Identify every line in the entries below that contains the word "forest", and copy each such line in full. Matching is case-sensitive.

* **MATERIAL FOR THIS EXERCISE**
+ + +

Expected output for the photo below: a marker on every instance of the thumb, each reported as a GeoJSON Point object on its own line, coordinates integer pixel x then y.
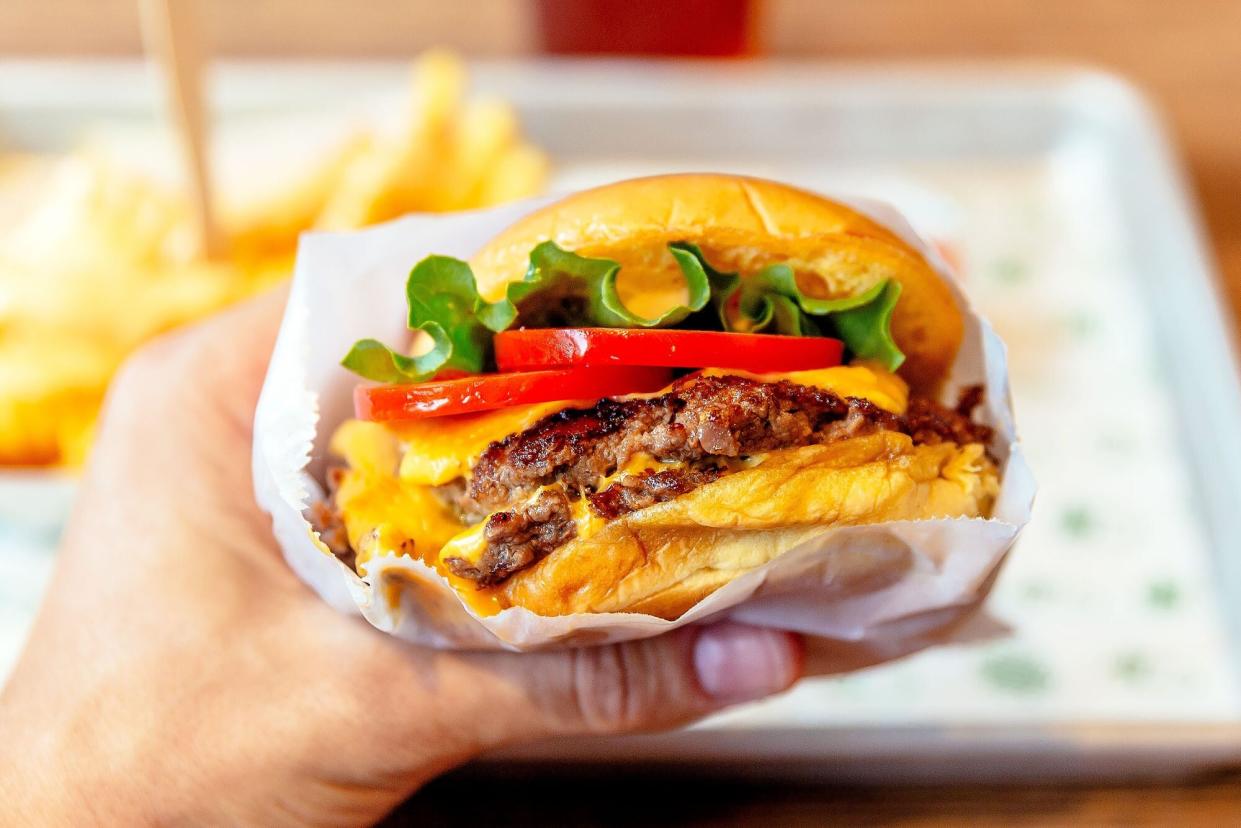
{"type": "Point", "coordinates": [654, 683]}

+ + +

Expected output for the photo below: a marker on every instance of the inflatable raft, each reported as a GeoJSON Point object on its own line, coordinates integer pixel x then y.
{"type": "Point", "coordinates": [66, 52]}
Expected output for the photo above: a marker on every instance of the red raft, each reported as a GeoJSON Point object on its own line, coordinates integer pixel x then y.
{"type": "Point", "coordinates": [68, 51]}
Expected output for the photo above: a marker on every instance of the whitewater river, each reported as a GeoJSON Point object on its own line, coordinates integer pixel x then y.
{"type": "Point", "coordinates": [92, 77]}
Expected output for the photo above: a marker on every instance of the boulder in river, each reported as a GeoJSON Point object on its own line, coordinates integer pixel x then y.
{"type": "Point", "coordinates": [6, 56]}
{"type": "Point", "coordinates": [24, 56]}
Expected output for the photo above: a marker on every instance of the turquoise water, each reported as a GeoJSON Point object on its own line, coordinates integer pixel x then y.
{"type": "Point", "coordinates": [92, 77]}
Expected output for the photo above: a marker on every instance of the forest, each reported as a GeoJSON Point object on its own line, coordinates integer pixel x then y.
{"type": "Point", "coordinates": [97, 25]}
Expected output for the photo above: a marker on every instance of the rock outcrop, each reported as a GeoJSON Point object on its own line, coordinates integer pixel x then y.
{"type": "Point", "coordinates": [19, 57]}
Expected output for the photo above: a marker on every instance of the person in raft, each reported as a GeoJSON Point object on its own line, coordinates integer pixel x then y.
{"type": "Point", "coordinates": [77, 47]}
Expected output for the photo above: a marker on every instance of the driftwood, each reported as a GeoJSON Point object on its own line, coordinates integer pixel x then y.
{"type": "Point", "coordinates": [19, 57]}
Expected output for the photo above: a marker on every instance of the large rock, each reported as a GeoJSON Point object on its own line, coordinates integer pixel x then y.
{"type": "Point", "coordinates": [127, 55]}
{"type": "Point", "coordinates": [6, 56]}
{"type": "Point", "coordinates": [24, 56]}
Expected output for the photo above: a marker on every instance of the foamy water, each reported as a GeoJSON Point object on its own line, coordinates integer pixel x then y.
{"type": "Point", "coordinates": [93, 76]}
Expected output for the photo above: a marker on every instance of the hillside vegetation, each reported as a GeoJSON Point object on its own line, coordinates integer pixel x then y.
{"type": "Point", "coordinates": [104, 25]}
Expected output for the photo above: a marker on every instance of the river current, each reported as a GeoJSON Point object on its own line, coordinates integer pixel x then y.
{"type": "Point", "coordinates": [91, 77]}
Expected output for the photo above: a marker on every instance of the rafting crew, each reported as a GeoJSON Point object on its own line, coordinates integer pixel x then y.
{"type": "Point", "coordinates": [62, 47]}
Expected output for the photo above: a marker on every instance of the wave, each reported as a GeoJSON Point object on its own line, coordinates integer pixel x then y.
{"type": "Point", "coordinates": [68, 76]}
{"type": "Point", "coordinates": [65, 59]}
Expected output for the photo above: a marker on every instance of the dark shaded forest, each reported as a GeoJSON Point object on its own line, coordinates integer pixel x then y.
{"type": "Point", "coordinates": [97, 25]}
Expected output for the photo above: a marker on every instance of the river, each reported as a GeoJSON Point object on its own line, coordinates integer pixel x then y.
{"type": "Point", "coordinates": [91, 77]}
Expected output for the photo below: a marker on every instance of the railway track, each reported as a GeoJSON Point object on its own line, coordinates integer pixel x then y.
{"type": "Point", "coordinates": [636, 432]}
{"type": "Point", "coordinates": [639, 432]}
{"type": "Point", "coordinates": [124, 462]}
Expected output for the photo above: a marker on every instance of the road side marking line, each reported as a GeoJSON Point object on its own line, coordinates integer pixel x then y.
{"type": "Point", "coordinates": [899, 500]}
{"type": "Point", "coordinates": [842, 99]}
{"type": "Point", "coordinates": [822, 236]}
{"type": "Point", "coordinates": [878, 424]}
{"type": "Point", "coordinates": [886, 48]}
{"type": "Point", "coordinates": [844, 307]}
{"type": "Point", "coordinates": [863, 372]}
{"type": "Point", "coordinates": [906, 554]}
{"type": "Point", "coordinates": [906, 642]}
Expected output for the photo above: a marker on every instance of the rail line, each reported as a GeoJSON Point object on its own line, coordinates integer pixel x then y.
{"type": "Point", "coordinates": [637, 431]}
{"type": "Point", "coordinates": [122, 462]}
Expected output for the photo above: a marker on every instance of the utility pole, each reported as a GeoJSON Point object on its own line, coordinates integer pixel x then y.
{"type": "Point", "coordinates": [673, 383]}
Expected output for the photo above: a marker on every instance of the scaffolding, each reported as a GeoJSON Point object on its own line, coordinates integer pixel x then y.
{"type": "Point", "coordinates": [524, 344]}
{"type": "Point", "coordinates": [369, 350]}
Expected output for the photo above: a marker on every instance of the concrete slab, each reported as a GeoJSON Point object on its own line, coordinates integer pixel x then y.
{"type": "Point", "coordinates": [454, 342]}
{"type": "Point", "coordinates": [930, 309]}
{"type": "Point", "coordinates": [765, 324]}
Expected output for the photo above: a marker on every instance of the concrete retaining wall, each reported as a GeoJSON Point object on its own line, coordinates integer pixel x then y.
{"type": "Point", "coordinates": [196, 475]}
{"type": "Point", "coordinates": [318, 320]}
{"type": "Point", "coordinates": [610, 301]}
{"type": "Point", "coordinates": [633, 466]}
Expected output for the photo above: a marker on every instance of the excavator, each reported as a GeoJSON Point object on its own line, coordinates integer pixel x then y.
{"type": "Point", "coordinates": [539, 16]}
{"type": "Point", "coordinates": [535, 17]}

+ + +

* **RESPONSE TO THE EXERCISE**
Expected output for the photo above: a marker on every instance of the forest, each reported as a GeoJSON Point object on its own line, coordinates integer pixel x then y.
Expected output for the photo above: a marker on every instance of the dark shaded forest, each reported as a GeoJSON Point object on its own line, coordinates integer pixel x then y.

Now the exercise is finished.